AVAILABLE RECORDS |
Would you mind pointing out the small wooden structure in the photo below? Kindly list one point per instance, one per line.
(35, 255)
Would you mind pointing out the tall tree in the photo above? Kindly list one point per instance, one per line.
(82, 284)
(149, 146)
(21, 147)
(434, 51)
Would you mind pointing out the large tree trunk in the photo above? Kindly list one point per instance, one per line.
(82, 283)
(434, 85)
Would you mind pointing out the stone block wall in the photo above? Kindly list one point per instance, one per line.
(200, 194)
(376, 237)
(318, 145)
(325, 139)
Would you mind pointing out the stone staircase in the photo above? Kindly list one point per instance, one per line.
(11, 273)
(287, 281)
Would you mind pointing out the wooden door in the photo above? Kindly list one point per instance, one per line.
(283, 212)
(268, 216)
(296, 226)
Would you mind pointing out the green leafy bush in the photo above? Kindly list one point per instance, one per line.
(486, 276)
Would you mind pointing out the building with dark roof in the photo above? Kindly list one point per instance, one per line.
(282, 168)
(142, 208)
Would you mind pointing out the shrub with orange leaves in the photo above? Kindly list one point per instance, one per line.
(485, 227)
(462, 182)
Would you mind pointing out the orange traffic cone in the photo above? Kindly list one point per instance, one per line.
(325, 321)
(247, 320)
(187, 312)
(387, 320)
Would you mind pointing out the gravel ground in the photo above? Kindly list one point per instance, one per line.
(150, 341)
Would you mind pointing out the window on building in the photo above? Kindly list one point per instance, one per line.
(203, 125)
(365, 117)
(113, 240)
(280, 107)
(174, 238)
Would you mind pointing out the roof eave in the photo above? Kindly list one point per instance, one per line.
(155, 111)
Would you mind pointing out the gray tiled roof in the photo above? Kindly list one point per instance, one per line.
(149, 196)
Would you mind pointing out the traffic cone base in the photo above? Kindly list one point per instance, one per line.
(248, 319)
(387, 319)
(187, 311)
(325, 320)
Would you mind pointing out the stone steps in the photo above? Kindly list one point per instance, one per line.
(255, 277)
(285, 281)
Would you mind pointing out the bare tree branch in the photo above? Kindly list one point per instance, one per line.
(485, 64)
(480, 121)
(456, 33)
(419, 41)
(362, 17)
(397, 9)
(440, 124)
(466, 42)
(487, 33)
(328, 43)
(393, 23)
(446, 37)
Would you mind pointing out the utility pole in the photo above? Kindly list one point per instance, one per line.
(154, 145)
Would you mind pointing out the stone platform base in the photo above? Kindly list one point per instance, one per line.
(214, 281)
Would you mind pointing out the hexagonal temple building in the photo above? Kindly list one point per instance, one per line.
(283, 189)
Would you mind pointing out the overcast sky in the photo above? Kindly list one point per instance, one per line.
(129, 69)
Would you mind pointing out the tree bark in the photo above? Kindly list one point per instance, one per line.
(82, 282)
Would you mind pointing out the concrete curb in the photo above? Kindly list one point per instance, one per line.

EXERCISE DIRECTIONS | Please let your answer be exactly the lines from the one holding "Would you mind pointing out the tree" through the last line of the entries above, both ends included.

TASK SOLUTION |
Would you mind pointing out the tree bark in the photo above? Kindly list one point per instance, one per line.
(82, 282)
Would you mind pointing out the concrete curb in the photo above? Kindly list one point per instance, one per line.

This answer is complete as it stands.